## Instructions to follow
In the Facebook privacy discussion, what share of the first writer's friends list was estimated to have opted out of the API?

## BEGIN Passage given

They dropped that a few months ago, which has been my biggest concern. It
seemed a silly thing for Facebook to do. Despite my frequent attempts to
encourage people to opt out of the API, I estimated that only between 1 and 2%
of my friends list had done so. By removing the option they hardly changed
anything but antagonized the tiny fraction of privacy conscious, probably
vocal, people.

To (attempt to) prevent linking my Facebook account to my browsing practices I
currently block the following in Adblock Plus:

    
    
      * connect.facebook.com*
      * facebook.com/widgets*
      * facebook.com/plugins*
      * api.facebook.com*
      * apps.facebook.com*
    

running Facebook in a different browser instance would be another option.
Neither fix stops random people from accessing my friends list and potentially
other information anonymously and programmatically. This is making me think
about ditching Facebook.

------
whimsy
So... what are the Facebook alternatives that are looking strong?

Also, what tools are available for extracting all your data? (Pictures, notes,
etc for example)

------
revorad
The other telling thing is that along the same timeline their userbase has
grown immensely. Most people don't care about or understand internet privacy.

------
Pistos2
FWIW: <http://www.wikihow.com/Permanently-Delete-a-Facebook-Account>

## END Passage given
## BEGIN Record set

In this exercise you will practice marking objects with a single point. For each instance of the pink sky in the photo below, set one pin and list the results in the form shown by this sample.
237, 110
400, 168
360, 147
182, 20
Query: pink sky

## END Record set

## Result of the exercise
Between 1 and 2%.